§ **Problem to solve**
List every line of the records that contains the string "branch", treating uppercase and lowercase letters as distinct.

§ **Extracted entries**
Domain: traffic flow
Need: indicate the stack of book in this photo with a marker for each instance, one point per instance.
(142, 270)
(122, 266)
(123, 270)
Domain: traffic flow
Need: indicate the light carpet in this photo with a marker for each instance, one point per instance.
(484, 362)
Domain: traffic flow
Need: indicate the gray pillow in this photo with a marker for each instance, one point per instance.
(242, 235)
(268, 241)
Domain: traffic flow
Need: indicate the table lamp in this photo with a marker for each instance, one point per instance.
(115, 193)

==

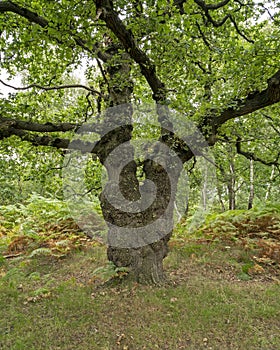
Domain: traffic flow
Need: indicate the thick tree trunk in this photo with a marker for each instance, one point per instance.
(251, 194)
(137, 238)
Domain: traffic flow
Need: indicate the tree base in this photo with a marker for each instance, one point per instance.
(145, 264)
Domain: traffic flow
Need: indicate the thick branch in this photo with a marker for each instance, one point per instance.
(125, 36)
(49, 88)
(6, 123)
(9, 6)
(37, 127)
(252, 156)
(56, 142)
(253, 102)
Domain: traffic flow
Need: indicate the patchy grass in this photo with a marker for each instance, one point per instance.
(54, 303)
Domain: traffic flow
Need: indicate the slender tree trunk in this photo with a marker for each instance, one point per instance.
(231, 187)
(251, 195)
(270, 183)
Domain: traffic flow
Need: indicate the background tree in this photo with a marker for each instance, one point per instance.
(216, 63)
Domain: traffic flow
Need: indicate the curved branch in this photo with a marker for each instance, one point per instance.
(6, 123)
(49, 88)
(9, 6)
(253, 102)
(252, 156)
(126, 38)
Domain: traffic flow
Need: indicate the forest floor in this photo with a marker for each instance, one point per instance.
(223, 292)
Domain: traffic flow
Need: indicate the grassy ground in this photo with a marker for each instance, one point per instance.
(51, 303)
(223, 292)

§ **Task response**
Need: indicate the thick branch in this photo with a marker for each instance, one point per instance.
Need: indicate the curved branch in this photo with a marker for each instance, one point per instance.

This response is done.